Description of the task: Collect every line in the listing below that contains the word "flag", paying attention to uppercase and lowercase.
-------------------------
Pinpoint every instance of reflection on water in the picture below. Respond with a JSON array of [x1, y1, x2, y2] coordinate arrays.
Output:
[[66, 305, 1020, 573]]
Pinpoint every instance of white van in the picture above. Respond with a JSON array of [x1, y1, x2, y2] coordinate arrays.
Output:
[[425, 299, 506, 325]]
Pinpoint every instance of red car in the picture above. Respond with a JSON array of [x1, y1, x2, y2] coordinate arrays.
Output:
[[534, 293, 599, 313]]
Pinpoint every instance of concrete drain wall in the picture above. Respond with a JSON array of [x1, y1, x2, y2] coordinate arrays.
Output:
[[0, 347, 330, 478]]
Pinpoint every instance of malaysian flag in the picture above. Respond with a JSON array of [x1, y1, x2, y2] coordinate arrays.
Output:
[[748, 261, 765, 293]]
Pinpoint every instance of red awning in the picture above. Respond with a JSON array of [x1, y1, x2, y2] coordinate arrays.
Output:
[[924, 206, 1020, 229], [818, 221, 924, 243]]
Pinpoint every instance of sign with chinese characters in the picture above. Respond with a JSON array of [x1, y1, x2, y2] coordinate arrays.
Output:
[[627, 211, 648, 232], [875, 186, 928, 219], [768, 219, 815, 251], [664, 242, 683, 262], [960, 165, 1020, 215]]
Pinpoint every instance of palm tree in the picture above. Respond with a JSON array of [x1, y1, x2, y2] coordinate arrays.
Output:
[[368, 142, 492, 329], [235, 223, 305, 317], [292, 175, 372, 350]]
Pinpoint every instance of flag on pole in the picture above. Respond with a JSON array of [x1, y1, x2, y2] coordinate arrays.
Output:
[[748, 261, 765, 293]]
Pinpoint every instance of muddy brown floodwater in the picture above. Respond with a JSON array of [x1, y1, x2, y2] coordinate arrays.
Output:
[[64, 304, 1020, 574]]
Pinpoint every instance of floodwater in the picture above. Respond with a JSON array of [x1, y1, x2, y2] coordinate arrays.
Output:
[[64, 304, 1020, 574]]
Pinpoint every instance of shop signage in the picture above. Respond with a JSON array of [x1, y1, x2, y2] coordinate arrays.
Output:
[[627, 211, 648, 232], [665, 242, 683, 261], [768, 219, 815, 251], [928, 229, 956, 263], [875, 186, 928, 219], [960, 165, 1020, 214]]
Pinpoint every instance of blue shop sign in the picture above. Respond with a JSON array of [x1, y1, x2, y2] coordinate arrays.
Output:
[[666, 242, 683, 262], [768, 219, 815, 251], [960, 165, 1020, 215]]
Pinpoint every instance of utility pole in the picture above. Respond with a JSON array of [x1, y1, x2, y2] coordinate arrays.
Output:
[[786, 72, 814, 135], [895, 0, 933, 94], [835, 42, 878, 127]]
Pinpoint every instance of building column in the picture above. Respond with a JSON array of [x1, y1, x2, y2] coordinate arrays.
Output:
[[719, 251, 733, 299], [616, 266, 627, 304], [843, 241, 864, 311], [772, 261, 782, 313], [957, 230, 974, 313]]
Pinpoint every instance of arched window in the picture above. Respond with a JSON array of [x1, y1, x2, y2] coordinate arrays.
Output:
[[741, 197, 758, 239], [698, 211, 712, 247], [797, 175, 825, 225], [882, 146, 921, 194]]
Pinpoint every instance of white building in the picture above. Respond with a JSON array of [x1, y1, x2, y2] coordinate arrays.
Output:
-------------------------
Full response:
Pinpoint every instance of malaysian flag in the picture above. Respond with a JSON array of [x1, y1, x2, y2] coordinate arrays.
Pinpoint every instance of flag on pole in the picture above. Respond with a JSON array of [x1, y1, x2, y2] coordinate arrays.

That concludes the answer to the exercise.